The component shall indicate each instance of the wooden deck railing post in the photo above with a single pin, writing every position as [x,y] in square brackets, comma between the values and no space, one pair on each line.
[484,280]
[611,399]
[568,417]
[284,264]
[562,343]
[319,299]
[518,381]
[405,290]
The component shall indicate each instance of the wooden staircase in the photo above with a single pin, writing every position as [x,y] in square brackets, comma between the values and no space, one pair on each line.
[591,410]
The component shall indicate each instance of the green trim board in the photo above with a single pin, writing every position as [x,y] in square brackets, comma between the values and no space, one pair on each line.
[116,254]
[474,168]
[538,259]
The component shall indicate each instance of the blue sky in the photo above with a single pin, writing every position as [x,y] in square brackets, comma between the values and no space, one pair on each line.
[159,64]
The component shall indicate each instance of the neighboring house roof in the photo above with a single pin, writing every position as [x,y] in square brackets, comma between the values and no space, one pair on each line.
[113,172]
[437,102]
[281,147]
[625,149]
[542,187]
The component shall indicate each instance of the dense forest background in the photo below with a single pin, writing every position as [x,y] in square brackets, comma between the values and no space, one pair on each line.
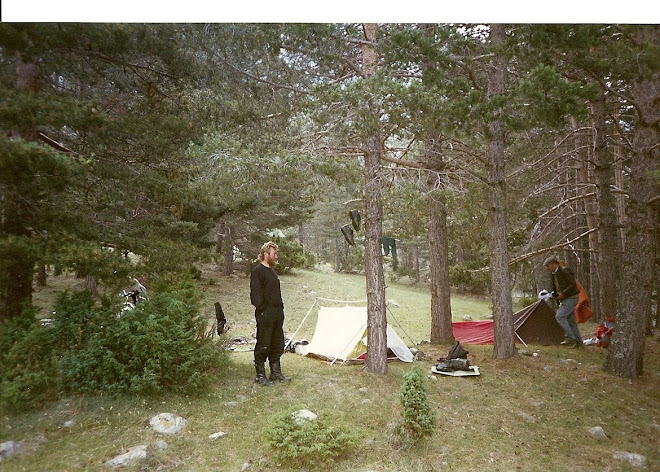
[145,149]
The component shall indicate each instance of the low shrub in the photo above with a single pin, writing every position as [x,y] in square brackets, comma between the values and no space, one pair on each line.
[418,416]
[311,443]
[152,348]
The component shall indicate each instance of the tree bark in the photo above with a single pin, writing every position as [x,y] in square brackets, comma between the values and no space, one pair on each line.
[626,353]
[376,361]
[591,219]
[441,320]
[608,259]
[504,346]
[17,263]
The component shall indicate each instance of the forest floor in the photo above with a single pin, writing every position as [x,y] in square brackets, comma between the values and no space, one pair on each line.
[528,413]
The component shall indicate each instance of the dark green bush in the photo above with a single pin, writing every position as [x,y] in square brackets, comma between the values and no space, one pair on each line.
[153,348]
[310,444]
[418,416]
[27,375]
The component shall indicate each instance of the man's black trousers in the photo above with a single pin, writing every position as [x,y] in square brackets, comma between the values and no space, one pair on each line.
[270,335]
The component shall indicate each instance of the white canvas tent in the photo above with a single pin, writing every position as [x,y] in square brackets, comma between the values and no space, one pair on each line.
[341,335]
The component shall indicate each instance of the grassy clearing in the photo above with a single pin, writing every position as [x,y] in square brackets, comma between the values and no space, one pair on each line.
[528,413]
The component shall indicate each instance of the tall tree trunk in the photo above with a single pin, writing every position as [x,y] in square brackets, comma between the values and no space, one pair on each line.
[376,361]
[441,327]
[626,353]
[17,263]
[582,152]
[504,346]
[608,255]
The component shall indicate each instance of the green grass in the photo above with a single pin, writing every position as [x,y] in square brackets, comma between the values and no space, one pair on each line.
[527,413]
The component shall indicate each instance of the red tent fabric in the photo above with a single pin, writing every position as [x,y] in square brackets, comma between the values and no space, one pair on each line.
[535,324]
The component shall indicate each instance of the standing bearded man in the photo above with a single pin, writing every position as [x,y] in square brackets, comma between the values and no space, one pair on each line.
[565,289]
[266,296]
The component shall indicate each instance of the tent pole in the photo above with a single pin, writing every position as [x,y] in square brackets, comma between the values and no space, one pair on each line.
[364,326]
[301,323]
[399,325]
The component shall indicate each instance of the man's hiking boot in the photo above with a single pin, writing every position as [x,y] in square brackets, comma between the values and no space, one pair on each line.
[261,375]
[260,379]
[276,372]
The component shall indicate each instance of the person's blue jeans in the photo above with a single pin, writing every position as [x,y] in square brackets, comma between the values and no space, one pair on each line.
[566,318]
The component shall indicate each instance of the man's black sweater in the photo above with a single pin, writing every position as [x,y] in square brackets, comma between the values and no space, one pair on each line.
[265,288]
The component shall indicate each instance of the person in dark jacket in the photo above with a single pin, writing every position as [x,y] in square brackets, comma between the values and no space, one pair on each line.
[566,291]
[266,296]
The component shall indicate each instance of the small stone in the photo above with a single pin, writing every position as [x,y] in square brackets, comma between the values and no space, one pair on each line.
[134,454]
[631,458]
[9,449]
[527,417]
[167,423]
[597,432]
[300,416]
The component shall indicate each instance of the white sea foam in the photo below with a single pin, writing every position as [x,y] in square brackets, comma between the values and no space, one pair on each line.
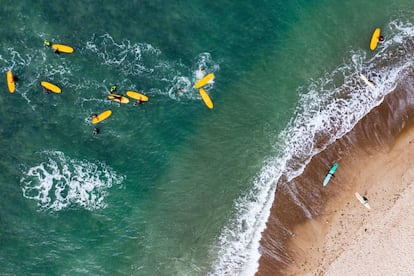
[172,78]
[125,56]
[326,106]
[61,182]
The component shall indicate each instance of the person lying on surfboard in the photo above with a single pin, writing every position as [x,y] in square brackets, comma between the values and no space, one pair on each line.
[113,88]
[47,43]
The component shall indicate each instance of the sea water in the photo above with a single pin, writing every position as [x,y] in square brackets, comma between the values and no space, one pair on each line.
[169,187]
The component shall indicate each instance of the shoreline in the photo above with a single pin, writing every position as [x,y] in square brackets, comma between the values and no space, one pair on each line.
[312,227]
[355,240]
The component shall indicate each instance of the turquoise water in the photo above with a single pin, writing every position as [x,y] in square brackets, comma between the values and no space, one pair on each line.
[168,187]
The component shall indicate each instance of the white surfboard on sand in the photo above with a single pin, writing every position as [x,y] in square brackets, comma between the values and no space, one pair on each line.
[362,200]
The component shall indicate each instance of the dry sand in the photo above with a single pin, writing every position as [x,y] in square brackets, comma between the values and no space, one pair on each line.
[352,240]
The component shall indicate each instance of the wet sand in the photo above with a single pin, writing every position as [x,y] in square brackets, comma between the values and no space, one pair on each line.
[316,230]
[358,241]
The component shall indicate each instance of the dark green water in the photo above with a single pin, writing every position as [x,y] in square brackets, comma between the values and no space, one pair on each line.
[164,188]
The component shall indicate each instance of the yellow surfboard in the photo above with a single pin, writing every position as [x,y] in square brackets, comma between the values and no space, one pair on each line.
[118,98]
[51,87]
[206,98]
[100,117]
[207,78]
[10,81]
[62,48]
[137,96]
[374,39]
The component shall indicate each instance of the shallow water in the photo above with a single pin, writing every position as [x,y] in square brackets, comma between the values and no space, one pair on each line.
[171,187]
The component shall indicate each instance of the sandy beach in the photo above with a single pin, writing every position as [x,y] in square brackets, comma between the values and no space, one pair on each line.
[316,230]
[356,241]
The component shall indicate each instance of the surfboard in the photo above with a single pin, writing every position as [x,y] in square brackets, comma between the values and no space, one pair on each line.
[206,98]
[10,81]
[102,116]
[51,87]
[137,96]
[374,39]
[207,78]
[362,200]
[330,173]
[62,48]
[367,81]
[118,98]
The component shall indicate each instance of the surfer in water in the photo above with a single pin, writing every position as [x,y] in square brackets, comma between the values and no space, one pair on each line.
[113,88]
[47,43]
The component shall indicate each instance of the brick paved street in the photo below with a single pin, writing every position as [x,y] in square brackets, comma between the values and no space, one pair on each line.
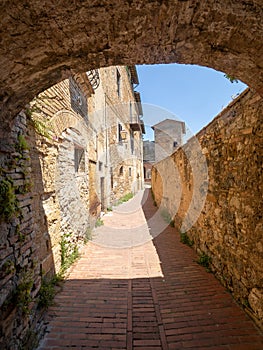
[146,297]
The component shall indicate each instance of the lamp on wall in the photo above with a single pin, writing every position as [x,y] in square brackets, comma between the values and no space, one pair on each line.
[123,134]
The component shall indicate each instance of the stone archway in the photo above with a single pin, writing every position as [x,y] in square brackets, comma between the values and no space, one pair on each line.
[42,45]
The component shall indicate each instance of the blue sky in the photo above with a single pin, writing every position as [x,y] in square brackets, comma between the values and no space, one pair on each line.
[190,93]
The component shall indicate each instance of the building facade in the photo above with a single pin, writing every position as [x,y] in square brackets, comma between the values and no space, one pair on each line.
[86,142]
[168,136]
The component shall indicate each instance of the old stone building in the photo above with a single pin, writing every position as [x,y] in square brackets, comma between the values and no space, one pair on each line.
[76,150]
[212,188]
[168,135]
[148,159]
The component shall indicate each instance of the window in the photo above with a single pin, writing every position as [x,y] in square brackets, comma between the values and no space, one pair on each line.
[118,83]
[119,132]
[111,178]
[77,99]
[79,159]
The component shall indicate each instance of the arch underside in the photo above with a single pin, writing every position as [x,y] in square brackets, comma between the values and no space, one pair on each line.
[42,44]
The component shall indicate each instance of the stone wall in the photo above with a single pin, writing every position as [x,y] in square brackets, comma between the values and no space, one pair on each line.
[42,46]
[229,228]
[19,261]
[53,158]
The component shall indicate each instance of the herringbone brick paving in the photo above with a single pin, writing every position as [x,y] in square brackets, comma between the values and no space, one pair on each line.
[149,297]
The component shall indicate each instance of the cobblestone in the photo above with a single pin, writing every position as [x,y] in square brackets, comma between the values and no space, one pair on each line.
[148,297]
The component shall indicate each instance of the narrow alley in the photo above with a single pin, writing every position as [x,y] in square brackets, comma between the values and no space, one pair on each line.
[145,296]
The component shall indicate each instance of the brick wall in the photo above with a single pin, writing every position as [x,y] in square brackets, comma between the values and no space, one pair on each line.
[229,228]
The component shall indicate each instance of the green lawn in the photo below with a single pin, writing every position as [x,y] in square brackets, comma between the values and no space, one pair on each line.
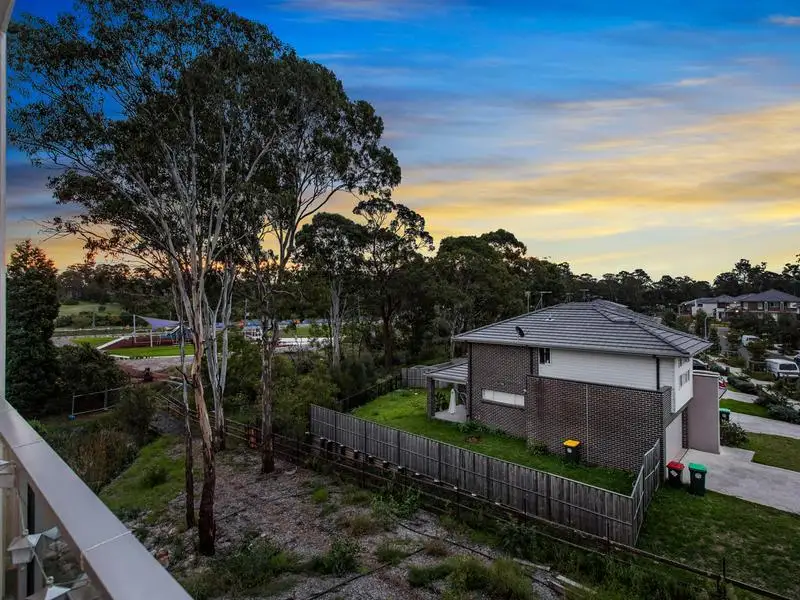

---

*What you will do*.
Output the span from the line with "The component shall indicate each instance of the herringbone" through the last line of the data, inclusive and exact, and omit every picture.

*Task response*.
The component shall indicate each instance of the herringbone brick paving in the photo above with a single pin, writing every position as [x,y] in square brackets, comma between the values and no space, one pair on each line.
[149,297]
The component shall indicate each instance of the cobblestone in the photo above with a single pin, writing every position as [x,y] in square brackets, comma between the values and no space, one pair on each line.
[148,297]
The component shall indicate each instance of the narrow alley in the photo above with a single pin, writing every position as [x,y] in square brackets, comma between the values and no space, one pair on each line.
[145,296]
The component shall indicate each instance of the brick wall in the photo above with a single pin, writing every position as [x,y] in square brackets, comma between the values and no space, one pair on each line.
[229,228]
The component shall indicate each instance of the green lawn in the photo below with a single pin, writing every position as [x,y] in square brackets, comma between the values and no space, one pair on each line.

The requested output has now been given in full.